WHAT THE EXERCISE ASKS: Copy out every line from the records that includes "rose".

######

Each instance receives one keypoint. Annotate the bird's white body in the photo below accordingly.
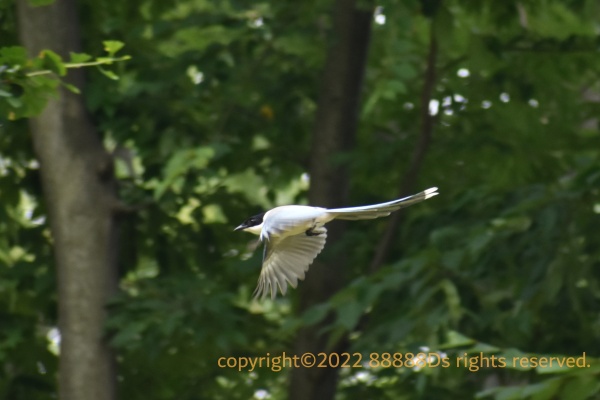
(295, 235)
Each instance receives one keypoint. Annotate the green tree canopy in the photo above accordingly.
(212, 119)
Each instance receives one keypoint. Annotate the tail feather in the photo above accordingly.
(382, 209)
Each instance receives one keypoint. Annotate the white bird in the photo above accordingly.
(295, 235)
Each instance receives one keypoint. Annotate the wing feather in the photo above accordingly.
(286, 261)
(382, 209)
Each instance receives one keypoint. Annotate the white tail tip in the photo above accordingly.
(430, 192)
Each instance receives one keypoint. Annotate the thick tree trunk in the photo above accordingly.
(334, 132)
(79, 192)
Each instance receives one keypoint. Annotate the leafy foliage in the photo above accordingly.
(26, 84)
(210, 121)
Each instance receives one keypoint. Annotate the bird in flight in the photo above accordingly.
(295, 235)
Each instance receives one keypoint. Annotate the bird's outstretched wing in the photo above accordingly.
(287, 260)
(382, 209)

######

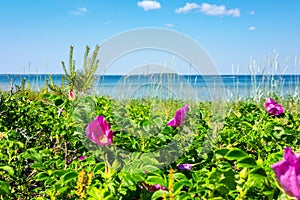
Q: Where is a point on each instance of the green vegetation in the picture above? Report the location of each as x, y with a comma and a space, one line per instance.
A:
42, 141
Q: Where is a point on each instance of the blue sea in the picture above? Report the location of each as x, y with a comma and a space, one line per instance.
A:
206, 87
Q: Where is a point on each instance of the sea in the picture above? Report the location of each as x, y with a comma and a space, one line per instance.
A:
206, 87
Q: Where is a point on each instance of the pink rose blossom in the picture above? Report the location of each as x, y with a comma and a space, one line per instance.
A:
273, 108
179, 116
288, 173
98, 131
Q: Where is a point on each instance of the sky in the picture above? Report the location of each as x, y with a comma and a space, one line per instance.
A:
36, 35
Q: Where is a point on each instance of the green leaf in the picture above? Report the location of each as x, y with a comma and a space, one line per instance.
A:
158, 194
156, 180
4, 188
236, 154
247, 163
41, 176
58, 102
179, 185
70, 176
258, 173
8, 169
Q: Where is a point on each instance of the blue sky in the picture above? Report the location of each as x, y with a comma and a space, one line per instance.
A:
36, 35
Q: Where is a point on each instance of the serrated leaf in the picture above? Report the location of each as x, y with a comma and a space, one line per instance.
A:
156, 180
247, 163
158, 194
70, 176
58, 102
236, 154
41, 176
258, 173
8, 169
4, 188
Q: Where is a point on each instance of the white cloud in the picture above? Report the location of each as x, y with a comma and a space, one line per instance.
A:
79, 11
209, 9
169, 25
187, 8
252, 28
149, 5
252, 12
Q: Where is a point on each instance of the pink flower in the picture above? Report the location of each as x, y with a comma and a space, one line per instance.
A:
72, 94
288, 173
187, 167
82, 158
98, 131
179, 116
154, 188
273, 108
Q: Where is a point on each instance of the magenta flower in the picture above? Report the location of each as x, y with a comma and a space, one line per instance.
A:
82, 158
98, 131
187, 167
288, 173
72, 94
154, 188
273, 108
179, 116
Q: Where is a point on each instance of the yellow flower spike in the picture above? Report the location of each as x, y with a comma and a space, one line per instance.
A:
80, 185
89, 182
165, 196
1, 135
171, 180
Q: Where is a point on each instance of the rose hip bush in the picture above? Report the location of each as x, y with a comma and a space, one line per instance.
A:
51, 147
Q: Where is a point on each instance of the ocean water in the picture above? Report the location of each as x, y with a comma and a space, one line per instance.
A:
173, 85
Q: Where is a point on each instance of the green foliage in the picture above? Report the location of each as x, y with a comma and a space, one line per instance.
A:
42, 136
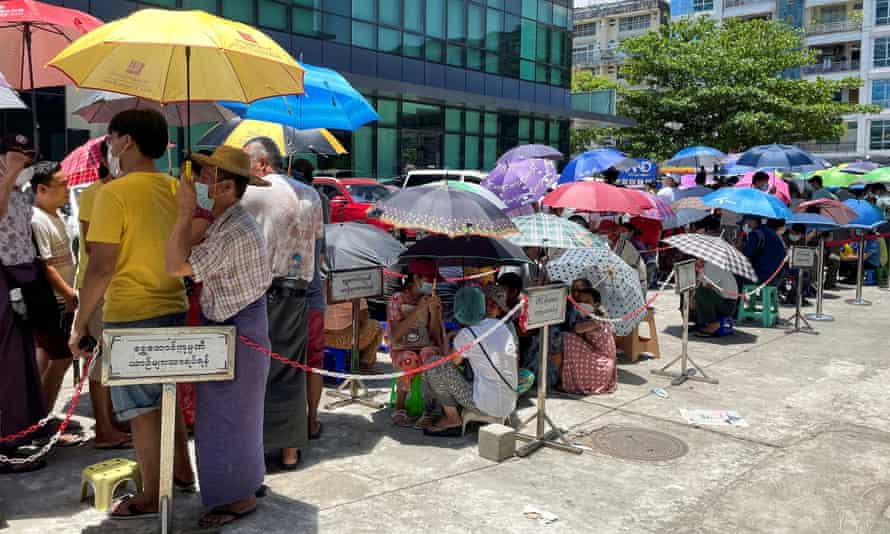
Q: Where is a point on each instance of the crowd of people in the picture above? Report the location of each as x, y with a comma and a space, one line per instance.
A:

######

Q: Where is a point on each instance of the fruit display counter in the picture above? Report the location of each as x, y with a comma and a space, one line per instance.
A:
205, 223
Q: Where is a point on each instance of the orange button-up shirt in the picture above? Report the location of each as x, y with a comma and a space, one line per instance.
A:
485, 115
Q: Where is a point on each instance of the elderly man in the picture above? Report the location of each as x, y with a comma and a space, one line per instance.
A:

######

RESPONSE BOX:
Q: Where is a point on each instance of the pink rose blossom in the picture above? Report the location of each as x, y with a comma and a space, one line per instance.
Q: Where is a point on each instance of the rose hip bush in the picture above? Report the location of each as x, y with a comma and a space, one line per instance.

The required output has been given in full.